Supplied entries start
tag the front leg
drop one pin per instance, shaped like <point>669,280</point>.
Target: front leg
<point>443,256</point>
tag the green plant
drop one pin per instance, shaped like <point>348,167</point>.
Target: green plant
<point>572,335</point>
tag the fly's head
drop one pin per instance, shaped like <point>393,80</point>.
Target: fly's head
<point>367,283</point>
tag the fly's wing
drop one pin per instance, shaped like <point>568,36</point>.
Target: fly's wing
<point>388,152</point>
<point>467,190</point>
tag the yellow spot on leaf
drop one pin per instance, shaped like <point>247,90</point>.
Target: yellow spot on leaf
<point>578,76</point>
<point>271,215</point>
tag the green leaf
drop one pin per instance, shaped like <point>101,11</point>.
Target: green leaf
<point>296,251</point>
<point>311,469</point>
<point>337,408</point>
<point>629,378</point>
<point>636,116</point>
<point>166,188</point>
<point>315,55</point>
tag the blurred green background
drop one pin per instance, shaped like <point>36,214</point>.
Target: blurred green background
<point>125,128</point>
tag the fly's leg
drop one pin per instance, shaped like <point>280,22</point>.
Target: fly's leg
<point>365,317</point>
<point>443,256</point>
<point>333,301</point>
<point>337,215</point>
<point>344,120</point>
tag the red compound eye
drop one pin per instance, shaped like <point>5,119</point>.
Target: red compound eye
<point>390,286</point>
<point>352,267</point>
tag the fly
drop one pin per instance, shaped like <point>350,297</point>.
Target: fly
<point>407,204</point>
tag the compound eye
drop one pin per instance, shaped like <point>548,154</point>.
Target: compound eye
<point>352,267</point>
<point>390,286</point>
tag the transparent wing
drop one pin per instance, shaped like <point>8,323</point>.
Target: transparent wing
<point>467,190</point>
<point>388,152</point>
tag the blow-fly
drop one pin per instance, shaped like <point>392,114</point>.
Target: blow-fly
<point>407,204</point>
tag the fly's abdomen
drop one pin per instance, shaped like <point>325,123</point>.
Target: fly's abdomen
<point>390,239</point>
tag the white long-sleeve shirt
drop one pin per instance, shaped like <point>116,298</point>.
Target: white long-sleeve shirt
Supplied entries end
__What to produce__
Can you write out every line above, beginning at the line that has "tag the fly's head" and stopping after the line that has "<point>125,128</point>", with 131 added to each coordinate in the answers but the sample point in each format guide left unchanged?

__Correct response__
tag the fly's head
drop one pin per instance, shaped like <point>393,80</point>.
Target: fly's head
<point>498,414</point>
tag the fly's wing
drop one pin per instance, shaped like <point>568,36</point>.
Target: fly's wing
<point>519,283</point>
<point>598,321</point>
tag the yellow spot on leaf
drop one pin per instance, shaped like <point>247,90</point>.
Target: yellow spot on leaf
<point>709,207</point>
<point>402,346</point>
tag the green leaf
drop one pin per instance, shaped like <point>101,11</point>.
Target: green leaf
<point>427,382</point>
<point>442,600</point>
<point>468,539</point>
<point>760,509</point>
<point>767,247</point>
<point>297,319</point>
<point>446,186</point>
tag the blurred green background
drop one pin per instance, shaped like <point>36,214</point>.
Target: blurred green background
<point>256,259</point>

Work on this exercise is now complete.